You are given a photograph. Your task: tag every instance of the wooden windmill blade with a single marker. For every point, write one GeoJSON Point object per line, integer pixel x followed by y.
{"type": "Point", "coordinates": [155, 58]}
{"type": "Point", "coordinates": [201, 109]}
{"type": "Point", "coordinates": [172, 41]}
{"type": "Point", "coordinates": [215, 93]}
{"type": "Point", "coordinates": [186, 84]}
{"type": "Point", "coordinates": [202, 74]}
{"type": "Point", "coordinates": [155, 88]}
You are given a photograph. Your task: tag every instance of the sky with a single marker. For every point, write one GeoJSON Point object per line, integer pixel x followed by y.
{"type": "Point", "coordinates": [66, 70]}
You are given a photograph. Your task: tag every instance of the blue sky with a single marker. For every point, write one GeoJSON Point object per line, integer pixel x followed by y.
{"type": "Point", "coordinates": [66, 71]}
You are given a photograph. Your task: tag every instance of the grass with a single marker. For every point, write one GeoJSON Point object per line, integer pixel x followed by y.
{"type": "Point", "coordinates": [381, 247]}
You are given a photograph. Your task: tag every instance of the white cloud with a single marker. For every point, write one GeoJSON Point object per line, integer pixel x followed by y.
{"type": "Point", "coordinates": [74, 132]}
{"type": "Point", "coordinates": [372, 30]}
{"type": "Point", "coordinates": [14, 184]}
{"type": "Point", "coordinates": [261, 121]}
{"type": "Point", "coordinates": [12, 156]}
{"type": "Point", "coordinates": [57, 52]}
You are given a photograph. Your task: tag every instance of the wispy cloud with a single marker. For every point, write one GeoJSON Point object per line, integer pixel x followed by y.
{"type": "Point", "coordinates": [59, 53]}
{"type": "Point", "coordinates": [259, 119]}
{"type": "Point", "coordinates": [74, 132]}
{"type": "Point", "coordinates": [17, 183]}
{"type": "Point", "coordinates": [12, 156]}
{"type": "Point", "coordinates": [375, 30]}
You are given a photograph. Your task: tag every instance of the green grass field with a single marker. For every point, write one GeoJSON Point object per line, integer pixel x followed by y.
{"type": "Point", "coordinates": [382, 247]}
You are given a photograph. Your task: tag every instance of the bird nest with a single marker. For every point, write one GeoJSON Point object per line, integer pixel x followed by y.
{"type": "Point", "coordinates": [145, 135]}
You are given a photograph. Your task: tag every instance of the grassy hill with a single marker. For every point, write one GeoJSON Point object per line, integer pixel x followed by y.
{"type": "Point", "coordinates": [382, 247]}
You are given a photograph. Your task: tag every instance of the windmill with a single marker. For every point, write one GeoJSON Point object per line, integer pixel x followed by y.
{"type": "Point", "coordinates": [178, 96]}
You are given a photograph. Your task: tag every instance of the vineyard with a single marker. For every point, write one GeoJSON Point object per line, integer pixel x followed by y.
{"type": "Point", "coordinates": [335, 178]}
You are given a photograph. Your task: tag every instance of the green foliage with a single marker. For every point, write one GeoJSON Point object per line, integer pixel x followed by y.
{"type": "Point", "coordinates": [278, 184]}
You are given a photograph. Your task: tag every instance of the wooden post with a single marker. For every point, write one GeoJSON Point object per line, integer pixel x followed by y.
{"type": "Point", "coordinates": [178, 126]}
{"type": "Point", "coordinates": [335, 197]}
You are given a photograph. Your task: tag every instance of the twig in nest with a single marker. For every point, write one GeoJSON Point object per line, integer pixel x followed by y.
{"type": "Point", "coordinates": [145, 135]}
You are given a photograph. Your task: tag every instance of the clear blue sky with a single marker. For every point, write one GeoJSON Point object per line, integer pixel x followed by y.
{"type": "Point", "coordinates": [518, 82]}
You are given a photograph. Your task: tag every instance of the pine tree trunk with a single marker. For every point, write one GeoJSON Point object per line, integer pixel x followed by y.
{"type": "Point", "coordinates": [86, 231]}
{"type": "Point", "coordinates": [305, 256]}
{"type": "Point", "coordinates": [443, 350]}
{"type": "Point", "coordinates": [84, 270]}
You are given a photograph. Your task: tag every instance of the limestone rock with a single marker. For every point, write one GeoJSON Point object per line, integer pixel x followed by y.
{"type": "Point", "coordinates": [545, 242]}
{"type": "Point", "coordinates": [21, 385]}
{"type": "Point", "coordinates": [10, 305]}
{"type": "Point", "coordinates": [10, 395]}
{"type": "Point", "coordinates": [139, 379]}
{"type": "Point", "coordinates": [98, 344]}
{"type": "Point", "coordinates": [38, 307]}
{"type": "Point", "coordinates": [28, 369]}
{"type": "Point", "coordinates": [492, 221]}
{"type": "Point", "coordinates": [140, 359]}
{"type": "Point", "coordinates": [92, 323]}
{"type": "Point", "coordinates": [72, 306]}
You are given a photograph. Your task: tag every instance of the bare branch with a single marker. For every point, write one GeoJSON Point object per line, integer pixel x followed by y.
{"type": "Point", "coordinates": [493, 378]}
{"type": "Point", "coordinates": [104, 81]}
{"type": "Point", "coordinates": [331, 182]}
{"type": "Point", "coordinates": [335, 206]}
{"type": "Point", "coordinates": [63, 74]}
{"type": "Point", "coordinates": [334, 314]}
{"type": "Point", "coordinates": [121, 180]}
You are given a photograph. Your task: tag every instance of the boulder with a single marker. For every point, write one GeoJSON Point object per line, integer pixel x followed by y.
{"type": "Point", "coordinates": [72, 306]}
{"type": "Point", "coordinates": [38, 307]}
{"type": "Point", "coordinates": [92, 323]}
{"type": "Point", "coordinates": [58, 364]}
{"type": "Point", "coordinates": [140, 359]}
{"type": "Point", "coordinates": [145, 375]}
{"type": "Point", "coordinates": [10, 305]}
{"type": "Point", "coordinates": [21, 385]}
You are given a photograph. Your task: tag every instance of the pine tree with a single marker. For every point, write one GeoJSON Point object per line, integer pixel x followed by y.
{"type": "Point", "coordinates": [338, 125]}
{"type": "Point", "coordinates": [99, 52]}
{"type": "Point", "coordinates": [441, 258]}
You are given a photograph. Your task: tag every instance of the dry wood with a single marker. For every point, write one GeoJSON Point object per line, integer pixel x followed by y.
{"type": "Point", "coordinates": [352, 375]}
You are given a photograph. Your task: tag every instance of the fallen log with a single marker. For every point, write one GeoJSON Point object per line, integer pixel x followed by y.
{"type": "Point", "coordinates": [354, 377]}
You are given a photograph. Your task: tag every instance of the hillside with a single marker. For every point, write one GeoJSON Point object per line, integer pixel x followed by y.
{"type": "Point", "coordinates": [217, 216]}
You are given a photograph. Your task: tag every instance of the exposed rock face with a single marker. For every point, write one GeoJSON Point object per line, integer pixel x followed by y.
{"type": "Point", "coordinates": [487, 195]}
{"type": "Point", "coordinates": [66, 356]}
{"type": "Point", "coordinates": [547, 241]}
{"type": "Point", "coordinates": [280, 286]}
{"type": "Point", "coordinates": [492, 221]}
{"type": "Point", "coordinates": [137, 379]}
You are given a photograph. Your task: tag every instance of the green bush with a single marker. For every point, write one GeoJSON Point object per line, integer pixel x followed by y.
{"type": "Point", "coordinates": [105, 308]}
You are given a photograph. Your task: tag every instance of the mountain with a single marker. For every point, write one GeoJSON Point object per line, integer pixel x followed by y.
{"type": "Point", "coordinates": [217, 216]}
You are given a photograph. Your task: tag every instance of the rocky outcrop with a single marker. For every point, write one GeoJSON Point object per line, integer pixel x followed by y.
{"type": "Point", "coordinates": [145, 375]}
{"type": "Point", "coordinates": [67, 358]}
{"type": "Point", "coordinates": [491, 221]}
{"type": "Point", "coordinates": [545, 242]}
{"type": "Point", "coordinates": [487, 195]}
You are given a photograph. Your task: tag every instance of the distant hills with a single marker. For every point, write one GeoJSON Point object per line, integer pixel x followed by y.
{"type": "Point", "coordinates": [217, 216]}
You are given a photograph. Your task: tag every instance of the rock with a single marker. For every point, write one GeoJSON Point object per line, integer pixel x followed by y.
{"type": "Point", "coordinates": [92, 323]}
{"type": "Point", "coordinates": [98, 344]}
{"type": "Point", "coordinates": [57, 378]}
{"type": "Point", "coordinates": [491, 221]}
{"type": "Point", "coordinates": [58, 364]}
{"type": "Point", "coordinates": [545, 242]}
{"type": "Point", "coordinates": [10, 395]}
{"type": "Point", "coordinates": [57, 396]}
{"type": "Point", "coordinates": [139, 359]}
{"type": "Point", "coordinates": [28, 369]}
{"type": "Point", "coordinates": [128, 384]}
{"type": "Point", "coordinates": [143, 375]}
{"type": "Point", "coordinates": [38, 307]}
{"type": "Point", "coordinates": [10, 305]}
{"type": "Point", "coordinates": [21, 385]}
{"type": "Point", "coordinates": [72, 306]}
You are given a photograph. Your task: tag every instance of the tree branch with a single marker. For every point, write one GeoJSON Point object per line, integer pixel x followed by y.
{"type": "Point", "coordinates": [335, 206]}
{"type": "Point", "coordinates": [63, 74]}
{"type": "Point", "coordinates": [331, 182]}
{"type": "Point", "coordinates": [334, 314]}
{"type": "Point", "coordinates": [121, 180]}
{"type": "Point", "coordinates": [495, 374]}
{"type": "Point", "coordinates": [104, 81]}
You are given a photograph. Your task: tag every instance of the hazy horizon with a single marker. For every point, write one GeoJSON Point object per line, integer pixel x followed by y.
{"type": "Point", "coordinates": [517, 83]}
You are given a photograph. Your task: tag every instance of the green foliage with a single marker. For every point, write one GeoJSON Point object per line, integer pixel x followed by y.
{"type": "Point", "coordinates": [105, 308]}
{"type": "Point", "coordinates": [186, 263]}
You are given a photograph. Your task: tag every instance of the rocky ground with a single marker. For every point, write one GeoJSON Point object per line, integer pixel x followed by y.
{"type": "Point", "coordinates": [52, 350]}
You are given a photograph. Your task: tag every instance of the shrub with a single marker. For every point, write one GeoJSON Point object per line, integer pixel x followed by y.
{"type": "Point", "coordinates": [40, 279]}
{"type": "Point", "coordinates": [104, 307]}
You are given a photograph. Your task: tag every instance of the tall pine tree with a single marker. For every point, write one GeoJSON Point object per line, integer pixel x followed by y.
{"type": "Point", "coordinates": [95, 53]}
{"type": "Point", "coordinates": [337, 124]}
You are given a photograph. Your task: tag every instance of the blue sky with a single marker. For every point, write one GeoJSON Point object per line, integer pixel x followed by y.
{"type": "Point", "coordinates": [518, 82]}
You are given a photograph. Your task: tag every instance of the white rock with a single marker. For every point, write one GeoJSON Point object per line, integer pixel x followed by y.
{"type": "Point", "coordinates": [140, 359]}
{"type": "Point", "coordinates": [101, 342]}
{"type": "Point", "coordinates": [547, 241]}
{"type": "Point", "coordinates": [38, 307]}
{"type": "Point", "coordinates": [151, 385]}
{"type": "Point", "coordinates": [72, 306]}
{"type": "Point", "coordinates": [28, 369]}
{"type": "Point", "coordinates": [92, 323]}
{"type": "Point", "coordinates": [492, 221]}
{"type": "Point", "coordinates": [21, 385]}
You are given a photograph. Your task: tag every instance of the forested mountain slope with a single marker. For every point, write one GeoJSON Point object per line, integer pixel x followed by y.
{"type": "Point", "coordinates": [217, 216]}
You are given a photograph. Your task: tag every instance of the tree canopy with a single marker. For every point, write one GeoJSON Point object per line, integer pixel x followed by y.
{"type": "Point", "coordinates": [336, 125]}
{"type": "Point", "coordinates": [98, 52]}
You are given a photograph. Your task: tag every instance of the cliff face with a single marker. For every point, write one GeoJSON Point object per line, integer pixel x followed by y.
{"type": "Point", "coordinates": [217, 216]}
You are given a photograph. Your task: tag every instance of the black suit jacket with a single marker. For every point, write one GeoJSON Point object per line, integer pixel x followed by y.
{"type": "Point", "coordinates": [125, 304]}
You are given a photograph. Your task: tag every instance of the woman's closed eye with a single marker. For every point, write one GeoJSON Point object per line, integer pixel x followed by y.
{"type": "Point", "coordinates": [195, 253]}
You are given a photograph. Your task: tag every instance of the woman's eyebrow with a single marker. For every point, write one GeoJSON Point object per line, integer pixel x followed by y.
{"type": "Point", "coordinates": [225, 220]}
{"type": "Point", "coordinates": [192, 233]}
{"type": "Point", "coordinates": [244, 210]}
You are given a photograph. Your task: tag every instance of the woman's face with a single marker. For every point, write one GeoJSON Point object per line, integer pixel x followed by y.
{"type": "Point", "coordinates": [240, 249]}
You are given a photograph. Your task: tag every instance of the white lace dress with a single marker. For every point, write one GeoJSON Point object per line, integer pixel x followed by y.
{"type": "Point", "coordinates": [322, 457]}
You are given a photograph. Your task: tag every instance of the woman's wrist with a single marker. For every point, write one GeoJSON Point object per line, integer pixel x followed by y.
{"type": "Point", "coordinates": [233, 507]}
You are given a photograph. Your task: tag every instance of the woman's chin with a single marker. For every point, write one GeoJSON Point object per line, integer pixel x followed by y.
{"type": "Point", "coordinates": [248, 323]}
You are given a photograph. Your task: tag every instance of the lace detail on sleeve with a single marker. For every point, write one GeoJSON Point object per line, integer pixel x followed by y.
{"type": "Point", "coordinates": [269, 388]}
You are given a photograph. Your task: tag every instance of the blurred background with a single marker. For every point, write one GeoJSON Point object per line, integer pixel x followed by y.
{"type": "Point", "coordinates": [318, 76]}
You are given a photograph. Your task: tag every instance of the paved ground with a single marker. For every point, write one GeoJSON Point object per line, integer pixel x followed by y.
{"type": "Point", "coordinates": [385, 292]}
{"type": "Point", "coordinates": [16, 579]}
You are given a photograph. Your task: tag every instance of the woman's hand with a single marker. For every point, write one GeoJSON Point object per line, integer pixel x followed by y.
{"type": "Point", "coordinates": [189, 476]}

__________

▶ **TO DO**
Beginning with the line that contains "of the paved", quote each line exactly through the last line of the entries above, and nothing beyond them.

▶ **EXERCISE RESULT**
You are given a photograph. Your task: tag every instance of the paved ground with a single marker. For every point, write one GeoJSON Point object per line, integer pixel x followed by y.
{"type": "Point", "coordinates": [385, 292]}
{"type": "Point", "coordinates": [16, 579]}
You are given a photograph. Your task: tag every instance of the woman's hand with a single marker. For every point, write one GeoJSON Point object per line, integer pixel x followed by y.
{"type": "Point", "coordinates": [189, 476]}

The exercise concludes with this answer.